Locate each line in the records containing "grass". Copy it.
= Beginning of Section =
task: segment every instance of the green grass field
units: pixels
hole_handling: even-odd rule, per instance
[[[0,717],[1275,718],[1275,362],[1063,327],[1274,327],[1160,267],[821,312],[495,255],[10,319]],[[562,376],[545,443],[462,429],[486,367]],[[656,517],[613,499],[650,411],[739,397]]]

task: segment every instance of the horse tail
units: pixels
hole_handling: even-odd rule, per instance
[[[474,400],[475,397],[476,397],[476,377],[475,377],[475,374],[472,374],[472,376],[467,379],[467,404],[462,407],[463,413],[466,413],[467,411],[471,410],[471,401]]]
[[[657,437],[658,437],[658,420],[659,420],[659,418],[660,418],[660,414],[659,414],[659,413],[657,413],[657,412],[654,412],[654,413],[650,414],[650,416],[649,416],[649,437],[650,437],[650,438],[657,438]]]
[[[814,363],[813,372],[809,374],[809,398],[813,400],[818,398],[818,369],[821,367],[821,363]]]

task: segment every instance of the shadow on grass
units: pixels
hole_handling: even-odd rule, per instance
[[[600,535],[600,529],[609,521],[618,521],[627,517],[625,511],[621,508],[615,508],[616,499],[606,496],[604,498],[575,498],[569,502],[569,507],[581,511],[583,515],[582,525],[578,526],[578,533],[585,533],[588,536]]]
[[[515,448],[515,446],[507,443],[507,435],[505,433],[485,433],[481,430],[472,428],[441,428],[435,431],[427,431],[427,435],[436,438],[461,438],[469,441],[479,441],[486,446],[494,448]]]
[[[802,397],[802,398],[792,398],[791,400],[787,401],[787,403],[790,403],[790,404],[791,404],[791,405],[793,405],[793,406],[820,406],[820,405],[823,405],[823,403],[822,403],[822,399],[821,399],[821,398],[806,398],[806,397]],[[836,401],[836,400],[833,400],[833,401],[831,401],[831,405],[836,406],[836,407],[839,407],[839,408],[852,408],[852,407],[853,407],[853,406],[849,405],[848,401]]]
= End of Section =
• Output for this task
task: segment every instance of the green grass field
task: segment every instance of the shadow on grass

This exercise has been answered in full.